### Stored records
————
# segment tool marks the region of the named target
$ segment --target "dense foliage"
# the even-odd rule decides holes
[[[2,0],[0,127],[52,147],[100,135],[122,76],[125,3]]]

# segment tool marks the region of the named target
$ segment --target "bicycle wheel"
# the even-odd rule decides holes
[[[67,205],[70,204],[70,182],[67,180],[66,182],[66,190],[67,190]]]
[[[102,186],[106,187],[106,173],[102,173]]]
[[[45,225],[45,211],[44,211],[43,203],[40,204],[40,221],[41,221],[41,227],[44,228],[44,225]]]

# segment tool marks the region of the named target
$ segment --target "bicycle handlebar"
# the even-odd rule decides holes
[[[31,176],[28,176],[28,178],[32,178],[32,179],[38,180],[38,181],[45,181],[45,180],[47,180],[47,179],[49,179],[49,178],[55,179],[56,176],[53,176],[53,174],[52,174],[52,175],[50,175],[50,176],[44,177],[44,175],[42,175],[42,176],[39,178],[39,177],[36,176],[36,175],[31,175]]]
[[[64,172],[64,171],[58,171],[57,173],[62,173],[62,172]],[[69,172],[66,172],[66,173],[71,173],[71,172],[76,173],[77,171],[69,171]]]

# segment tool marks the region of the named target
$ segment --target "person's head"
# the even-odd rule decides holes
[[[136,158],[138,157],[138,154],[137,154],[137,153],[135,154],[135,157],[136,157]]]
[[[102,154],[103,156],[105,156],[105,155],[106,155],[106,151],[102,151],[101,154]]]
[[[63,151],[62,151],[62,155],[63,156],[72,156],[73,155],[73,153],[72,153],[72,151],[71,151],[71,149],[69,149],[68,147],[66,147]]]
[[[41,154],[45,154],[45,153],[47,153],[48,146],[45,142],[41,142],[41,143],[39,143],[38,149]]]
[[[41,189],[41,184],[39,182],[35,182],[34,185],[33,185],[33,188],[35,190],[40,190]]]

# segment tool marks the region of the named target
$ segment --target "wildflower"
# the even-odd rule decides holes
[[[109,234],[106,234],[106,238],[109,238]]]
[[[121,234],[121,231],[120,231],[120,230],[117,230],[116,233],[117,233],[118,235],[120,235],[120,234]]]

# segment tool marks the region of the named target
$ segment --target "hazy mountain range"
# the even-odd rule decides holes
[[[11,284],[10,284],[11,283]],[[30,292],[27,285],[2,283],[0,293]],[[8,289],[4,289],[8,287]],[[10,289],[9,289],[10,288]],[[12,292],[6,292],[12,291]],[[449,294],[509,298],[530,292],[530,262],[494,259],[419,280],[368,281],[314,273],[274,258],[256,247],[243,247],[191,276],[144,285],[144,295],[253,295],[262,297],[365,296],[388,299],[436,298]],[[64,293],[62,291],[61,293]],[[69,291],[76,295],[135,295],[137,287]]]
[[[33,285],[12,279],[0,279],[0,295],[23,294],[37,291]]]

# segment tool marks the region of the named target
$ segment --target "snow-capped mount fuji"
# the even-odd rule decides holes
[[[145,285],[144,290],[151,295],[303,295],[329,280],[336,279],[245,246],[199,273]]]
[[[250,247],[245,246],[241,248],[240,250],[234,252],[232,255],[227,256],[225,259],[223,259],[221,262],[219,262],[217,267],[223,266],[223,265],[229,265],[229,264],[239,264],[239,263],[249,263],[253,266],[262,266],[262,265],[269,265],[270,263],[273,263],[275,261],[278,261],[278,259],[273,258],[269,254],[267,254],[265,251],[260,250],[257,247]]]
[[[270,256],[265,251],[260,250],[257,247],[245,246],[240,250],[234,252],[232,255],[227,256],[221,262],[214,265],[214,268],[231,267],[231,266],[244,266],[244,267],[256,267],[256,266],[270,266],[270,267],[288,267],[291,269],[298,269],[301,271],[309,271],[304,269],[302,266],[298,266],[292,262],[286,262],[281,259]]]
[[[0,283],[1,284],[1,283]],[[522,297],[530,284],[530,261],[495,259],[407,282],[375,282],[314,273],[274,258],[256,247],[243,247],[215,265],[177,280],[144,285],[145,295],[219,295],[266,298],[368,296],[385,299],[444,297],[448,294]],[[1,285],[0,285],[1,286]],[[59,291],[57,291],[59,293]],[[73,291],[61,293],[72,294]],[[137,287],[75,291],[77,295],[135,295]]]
————
### Activity
Reproduce the data, keeping every line exactly the same.

### Solution for this exercise
# segment tool marks the region of the named target
$ segment --target "dense foliage"
# the even-odd rule decides holes
[[[2,0],[0,127],[52,147],[100,135],[122,76],[125,3]]]

# segment tool marks the region of the named target
$ segment --target "bicycle wheel"
# the even-odd rule decides holes
[[[67,205],[70,204],[70,182],[67,180],[66,182],[66,190],[67,190]]]
[[[102,186],[106,187],[106,173],[102,173]]]
[[[45,225],[45,211],[44,211],[43,203],[40,204],[40,221],[41,221],[41,227],[44,228],[44,225]]]

# segment tool marks the region of the named target
$ segment --target "bicycle handlebar"
# the even-odd rule decides holes
[[[31,176],[28,176],[28,178],[32,178],[32,179],[38,180],[38,181],[45,181],[45,180],[47,180],[47,179],[49,179],[49,178],[55,179],[56,176],[53,176],[53,174],[52,174],[52,175],[50,175],[50,176],[44,177],[44,175],[42,175],[42,176],[39,178],[39,177],[36,176],[36,175],[31,175]]]
[[[64,172],[64,171],[58,171],[57,173],[62,173],[62,172]],[[69,172],[66,172],[66,173],[71,173],[71,172],[76,173],[77,171],[69,171]]]

# segment tool marks the region of the named target
$ segment --target "person's head"
# the even-odd rule decides holes
[[[136,158],[138,157],[138,154],[137,154],[137,153],[135,154],[135,157],[136,157]]]
[[[102,154],[103,156],[105,156],[105,155],[106,155],[106,151],[102,151],[101,154]]]
[[[63,151],[62,151],[62,155],[63,156],[72,156],[73,155],[73,153],[72,153],[72,151],[71,151],[71,149],[69,149],[68,147],[66,147]]]
[[[41,154],[45,154],[45,153],[47,153],[48,146],[45,142],[41,142],[41,143],[39,143],[38,149]]]
[[[41,189],[41,184],[39,182],[35,182],[34,185],[33,185],[33,188],[35,190],[40,190]]]

# segment tool marks the region of the named target
$ segment --target "wildflower"
# the even-odd rule decides holes
[[[109,234],[106,234],[106,238],[109,238]]]
[[[121,234],[121,231],[120,231],[120,230],[117,230],[116,233],[117,233],[118,235],[120,235],[120,234]]]

# segment tool marks the region of the named target
$ segment --target "hazy mountain range"
# the even-odd rule decides holes
[[[11,284],[10,284],[11,283]],[[30,292],[27,285],[2,283],[0,293]],[[8,289],[4,289],[8,287]],[[10,289],[9,289],[10,288]],[[12,292],[6,292],[12,291]],[[449,294],[509,298],[530,292],[530,262],[494,259],[419,280],[368,281],[314,273],[274,258],[256,247],[243,247],[191,276],[144,285],[144,295],[253,295],[262,297],[365,296],[388,299],[436,298]],[[64,293],[62,291],[61,293]],[[69,291],[76,295],[135,295],[137,287]]]
[[[33,285],[12,279],[0,279],[0,295],[23,294],[37,291]]]

# segment tool marks the region of the named target
$ segment --target "snow-capped mount fuji"
# the even-odd rule decides holes
[[[145,285],[144,290],[151,295],[303,295],[329,280],[336,279],[245,246],[199,273]]]
[[[250,247],[245,246],[241,248],[240,250],[234,252],[232,255],[227,256],[225,259],[223,259],[221,262],[219,262],[217,267],[223,266],[223,265],[229,265],[229,264],[239,264],[239,263],[249,263],[253,266],[262,266],[262,265],[269,265],[270,263],[273,263],[275,261],[278,261],[278,259],[273,258],[269,254],[267,254],[265,251],[260,250],[257,247]]]
[[[270,256],[265,251],[260,250],[257,247],[245,246],[240,250],[234,252],[232,255],[227,256],[221,262],[214,265],[214,268],[231,267],[231,266],[244,266],[244,267],[256,267],[256,266],[270,266],[270,267],[288,267],[291,269],[298,269],[301,271],[309,271],[304,269],[302,266],[298,266],[292,262],[286,262],[281,259]]]
[[[0,283],[1,284],[1,283]],[[522,297],[530,284],[530,261],[495,259],[407,282],[375,282],[314,273],[274,258],[256,247],[243,247],[215,265],[177,280],[144,285],[145,295],[219,295],[266,298],[368,296],[385,299],[444,297],[448,294]],[[1,285],[0,285],[1,286]],[[59,291],[57,291],[59,293]],[[73,291],[61,293],[72,294]],[[137,287],[75,291],[77,295],[135,295]]]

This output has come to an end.